### Required action
When a line of the records below contains the string "instance", copy that whole line.

== == ==

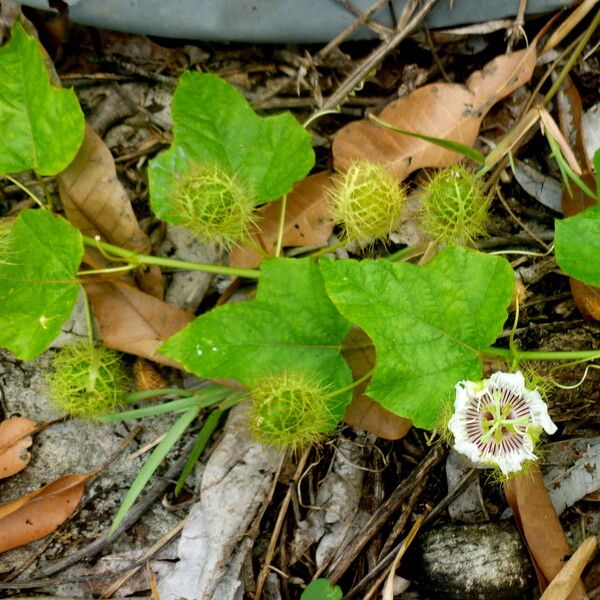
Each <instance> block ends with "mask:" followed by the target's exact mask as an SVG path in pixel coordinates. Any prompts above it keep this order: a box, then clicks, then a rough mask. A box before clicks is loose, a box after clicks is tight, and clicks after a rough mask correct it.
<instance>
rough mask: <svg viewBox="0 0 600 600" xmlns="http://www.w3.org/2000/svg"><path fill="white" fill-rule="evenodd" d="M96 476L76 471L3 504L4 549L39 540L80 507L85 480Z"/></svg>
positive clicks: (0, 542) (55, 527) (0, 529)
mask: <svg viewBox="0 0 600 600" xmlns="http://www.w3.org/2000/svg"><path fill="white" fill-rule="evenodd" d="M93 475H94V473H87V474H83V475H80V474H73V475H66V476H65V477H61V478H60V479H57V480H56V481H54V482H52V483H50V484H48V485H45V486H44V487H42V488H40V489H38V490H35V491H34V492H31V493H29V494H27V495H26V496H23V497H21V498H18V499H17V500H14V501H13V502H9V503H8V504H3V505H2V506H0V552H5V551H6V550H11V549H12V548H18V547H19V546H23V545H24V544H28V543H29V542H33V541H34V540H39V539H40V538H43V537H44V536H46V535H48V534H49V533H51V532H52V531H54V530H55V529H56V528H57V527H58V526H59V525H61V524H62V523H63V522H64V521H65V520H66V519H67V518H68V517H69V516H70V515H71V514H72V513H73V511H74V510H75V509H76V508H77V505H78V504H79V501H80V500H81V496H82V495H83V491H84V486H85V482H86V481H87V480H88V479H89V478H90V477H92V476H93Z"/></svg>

== == ==

### Answer to this problem
Each <instance> block ends with "mask:" followed by the target's exact mask as an SVG path in pixel coordinates. Any prompts above it keep this order: a box, then clicks, then a rough mask. A box before clicks is loose, a box after clicks is tight, and clicks after a rough mask correct it.
<instance>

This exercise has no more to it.